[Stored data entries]
>>>

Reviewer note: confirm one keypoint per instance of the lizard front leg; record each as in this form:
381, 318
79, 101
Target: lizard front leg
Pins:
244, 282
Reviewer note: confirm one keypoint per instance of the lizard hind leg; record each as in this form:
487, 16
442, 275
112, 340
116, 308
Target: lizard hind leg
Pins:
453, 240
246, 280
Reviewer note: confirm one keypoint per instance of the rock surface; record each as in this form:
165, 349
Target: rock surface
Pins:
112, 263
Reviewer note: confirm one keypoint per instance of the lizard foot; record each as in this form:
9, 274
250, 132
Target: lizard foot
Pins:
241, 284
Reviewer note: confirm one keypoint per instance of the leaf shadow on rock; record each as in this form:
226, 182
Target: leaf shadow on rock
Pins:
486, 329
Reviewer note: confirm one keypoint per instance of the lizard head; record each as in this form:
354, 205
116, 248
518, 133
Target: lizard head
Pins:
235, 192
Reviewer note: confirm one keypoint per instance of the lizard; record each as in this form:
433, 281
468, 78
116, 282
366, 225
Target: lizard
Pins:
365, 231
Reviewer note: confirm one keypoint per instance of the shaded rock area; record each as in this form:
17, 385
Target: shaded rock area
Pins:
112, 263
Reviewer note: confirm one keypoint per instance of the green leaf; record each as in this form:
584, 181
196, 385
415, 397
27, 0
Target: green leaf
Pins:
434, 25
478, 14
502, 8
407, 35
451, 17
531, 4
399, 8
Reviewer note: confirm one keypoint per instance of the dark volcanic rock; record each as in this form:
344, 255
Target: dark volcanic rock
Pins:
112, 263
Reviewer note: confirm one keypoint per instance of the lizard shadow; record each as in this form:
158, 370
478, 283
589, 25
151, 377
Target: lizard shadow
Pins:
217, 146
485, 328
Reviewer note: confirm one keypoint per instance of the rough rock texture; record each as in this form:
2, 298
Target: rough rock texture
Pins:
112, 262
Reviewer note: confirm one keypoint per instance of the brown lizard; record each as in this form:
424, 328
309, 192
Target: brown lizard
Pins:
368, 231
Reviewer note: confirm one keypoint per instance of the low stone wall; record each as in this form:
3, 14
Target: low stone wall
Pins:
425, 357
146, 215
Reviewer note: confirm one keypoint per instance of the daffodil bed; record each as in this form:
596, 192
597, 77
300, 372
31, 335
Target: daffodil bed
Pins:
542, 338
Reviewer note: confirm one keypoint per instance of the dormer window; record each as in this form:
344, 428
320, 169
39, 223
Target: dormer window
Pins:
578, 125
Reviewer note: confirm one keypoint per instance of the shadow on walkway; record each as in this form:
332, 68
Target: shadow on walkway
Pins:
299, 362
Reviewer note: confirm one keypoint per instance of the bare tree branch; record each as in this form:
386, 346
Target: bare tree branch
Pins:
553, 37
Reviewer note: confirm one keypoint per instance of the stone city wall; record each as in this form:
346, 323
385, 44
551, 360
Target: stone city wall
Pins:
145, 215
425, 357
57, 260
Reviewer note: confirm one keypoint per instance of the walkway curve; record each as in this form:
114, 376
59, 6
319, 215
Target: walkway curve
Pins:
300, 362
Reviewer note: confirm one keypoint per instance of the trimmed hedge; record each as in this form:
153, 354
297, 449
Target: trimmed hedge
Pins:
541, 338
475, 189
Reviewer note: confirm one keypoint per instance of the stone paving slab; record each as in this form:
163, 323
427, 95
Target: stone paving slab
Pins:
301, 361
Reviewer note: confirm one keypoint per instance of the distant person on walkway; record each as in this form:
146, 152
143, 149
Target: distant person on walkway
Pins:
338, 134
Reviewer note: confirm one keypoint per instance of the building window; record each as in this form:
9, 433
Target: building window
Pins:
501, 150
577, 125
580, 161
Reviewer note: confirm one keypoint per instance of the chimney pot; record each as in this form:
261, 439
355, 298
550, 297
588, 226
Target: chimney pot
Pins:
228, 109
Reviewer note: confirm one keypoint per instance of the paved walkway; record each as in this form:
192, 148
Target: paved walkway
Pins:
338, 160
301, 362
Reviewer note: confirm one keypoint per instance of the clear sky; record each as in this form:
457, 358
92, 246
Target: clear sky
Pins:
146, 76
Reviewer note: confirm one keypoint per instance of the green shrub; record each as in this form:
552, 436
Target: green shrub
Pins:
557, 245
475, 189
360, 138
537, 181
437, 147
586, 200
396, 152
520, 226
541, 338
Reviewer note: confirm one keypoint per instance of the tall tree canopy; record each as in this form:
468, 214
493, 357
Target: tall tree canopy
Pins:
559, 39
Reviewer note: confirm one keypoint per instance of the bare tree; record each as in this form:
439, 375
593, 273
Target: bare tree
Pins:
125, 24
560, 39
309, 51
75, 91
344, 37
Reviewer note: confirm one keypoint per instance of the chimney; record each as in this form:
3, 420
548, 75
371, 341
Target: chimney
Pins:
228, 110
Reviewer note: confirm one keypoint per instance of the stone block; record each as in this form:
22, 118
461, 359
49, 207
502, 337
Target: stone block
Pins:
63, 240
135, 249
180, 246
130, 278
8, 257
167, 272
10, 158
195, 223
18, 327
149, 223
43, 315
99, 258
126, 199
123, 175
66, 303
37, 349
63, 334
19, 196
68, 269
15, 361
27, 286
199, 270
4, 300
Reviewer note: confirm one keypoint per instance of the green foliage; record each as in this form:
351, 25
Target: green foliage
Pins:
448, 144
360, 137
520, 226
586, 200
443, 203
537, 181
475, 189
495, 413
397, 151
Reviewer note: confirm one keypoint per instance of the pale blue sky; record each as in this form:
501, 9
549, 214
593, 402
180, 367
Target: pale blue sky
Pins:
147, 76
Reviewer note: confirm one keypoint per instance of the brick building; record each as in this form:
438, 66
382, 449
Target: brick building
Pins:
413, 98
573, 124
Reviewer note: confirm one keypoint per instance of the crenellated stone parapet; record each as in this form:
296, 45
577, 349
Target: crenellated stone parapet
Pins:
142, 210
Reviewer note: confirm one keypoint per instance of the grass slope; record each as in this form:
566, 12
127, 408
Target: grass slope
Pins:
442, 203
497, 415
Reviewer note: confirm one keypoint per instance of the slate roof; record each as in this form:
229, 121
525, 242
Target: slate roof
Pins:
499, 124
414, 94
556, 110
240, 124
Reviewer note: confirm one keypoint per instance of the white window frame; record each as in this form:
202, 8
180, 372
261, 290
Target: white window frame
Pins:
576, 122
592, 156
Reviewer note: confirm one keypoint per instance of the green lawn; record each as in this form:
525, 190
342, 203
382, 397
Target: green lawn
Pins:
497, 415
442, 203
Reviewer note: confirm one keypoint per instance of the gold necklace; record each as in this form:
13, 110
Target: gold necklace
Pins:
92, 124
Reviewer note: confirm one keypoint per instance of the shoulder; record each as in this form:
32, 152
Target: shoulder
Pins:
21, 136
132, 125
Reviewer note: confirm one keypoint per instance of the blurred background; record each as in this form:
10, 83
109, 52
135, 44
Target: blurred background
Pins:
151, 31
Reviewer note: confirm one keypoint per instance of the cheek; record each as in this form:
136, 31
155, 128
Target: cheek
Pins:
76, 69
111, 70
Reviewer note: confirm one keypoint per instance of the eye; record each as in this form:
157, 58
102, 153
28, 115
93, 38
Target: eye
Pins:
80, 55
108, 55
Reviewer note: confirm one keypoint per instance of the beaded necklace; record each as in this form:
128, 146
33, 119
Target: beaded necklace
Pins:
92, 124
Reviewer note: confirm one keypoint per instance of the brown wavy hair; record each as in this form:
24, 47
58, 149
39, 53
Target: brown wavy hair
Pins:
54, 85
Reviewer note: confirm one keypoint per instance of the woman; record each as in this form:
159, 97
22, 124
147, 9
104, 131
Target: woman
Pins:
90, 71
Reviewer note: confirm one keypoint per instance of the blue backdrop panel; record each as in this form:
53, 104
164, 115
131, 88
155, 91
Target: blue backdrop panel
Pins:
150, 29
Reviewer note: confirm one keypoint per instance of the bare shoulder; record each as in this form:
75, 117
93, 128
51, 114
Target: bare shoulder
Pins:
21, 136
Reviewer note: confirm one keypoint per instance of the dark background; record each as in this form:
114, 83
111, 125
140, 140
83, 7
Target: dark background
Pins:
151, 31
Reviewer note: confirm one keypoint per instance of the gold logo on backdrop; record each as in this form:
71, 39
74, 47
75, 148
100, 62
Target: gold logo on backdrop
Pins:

<<<

Required work: Would you copy each line of the records that contains "lawn"?

Output for this task:
Reviewer note: confirm one keypoint per instance of the green lawn; record each as in this form:
Target: green lawn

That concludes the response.